Kısa Problem A
Listede "burning" sözcüğünü barındıran bütün satırları hiç değiştirmeden göster.

Kaynak Metin
□ □ □
Merhaba kadın bunca zaman gecmiş belki üstünden sana yazamadığım hatta yazıp sildiğim binlerce satır var şu küçücük yüreğimde. Binlerce gözyaşı damlası döktüğüm şu izmarit yüklü bi kül tablası ve binlerce düşünce.
Senden ne zaman nefret edecek olsam yapamıyorum bir kez sevdik ya hani diyemiyorum ardından bir kötü söz dahi neden diye soranlara ise cevap bile vermekten kaçıyorum. Sahi ne değişti ne değiştirdi seni bu kadar ben doğallıktan yanaydım bilirsin.
□ □ □
Sağlanan Liste
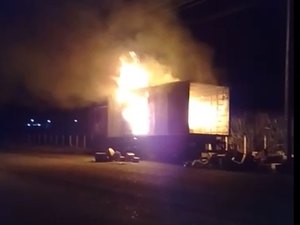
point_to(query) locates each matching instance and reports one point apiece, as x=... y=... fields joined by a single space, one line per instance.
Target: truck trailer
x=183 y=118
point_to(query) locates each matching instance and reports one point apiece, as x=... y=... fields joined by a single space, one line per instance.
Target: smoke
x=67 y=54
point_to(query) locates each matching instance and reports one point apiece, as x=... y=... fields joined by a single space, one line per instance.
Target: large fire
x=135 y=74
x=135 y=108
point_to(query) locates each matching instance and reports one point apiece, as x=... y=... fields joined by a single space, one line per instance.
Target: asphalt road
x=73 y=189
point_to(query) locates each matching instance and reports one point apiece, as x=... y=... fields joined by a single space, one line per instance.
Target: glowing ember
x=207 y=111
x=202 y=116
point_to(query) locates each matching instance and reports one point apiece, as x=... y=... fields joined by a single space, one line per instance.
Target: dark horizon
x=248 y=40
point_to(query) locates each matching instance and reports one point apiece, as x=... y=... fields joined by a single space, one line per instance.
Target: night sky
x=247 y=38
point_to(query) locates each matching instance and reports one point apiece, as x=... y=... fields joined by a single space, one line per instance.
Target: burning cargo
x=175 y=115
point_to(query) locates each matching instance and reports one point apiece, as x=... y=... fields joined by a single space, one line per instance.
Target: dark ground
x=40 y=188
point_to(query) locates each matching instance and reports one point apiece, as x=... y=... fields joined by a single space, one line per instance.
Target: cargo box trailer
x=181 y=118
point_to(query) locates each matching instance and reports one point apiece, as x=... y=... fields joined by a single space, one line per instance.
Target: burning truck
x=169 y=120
□ □ □
Kısa Problem B
Kaynak metinden "Merhaba kadın bunca" ifadesinden "ve binlerce düşünce." ifadesine kadar olan bölümü aynen çıkar.

Alıştırma Çıktısı A
Target: burning cargo
Target: burning truck

Alıştırma Çıktısı B
Merhaba kadın bunca zaman gecmiş belki üstünden sana yazamadığım hatta yazıp sildiğim binlerce satır var şu küçücük yüreğimde. Binlerce gözyaşı damlası döktüğüm şu izmarit yüklü bi kül tablası ve binlerce düşünce.